Text provided

--------------------------------------------------

People’s Daily addressed the Hong Kong protests in a commentator article entitled “Central Authority Cannot be Challenged.”
The State Council Information Office (SCIO) published a white paper on “China’s National Defense in the New Era,” the first comprehensive national defense white paper published since the 18th National Party Congress in 2012.
The SCIO also published a white paper entitled “Historical Matters Concerning Xinjiang.”
Xi Jinping Holds Talks With UAE Crown Prince of Abu Dhabi
7.22 Xi Jinping met in Beijing with Crown Prince of Abu Dhabi of the United Arab Emirates (UAE) Sheikh Mohamed bin Zayed Al Nahyan. Xi announced that the two countries would publish a joint statement on strengthening the China-UAE “comprehensive strategic partnership,” which was originally established during Xi’s visit to the UAE in July 2018. He said that China regards the UAE as an important strategic partner in the Middle East, and supports the UAE in playing a greater role in regional and international affairs.
He also called for the two countries to accelerate the joint construction of the Belt and Road, strengthen the alignment of their development strategies, work to increase bilateral trade to $200 billion USD by 2030, build the Khalifa Port Container Terminal Two and the China-UAE Industrial Capacity Cooperation Demonstration Zone, and consolidate and expand long-term strategic cooperation in the energy field.
Xi also stressed the need for China-UAE counterterrorism cooperation, thanked the UAE for its support of China on the Xinjiang issue, and expressed China’s willingness to work with the UAE and international community to maintain peace and stability in the Persian Gulf region.

--------------------------------------------------

Task requirements
Reproduce the news summary word for word, starting at the words "The SCIO also" and ending after "and international affairs.". The items after this point are separate material and have no connection to the news summary.

--------------------------------------------------

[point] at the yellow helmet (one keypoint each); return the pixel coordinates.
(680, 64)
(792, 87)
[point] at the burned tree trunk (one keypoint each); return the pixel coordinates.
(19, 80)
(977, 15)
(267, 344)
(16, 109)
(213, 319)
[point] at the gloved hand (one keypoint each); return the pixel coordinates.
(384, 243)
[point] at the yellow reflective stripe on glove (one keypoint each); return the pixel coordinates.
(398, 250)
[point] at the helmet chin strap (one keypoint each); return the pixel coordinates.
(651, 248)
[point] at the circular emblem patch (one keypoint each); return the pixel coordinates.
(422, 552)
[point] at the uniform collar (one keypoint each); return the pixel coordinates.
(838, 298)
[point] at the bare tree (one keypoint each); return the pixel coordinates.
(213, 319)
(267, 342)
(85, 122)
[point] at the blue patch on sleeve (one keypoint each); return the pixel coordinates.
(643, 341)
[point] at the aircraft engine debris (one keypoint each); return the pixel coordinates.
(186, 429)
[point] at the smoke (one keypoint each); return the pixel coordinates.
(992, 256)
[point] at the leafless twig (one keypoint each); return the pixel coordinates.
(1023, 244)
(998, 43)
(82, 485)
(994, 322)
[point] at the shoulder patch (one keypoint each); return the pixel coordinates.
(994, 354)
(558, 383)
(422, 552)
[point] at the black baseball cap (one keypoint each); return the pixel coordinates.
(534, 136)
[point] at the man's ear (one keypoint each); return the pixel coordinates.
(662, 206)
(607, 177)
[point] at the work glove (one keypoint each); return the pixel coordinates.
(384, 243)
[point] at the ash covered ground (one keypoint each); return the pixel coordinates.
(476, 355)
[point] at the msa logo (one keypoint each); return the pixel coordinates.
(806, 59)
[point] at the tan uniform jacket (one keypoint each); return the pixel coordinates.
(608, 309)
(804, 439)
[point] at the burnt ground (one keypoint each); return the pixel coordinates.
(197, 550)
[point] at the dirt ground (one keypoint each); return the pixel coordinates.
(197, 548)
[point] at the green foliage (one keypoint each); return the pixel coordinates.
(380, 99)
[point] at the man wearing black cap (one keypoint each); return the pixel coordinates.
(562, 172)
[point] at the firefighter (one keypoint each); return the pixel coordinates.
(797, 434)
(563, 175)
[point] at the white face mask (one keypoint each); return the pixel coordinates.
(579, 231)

--------------------------------------------------

Expected output
The SCIO also published a white paper entitled “Historical Matters Concerning Xinjiang.”
Xi Jinping Holds Talks With UAE Crown Prince of Abu Dhabi
7.22 Xi Jinping met in Beijing with Crown Prince of Abu Dhabi of the United Arab Emirates (UAE) Sheikh Mohamed bin Zayed Al Nahyan. Xi announced that the two countries would publish a joint statement on strengthening the China-UAE “comprehensive strategic partnership,” which was originally established during Xi’s visit to the UAE in July 2018. He said that China regards the UAE as an important strategic partner in the Middle East, and supports the UAE in playing a greater role in regional and international affairs.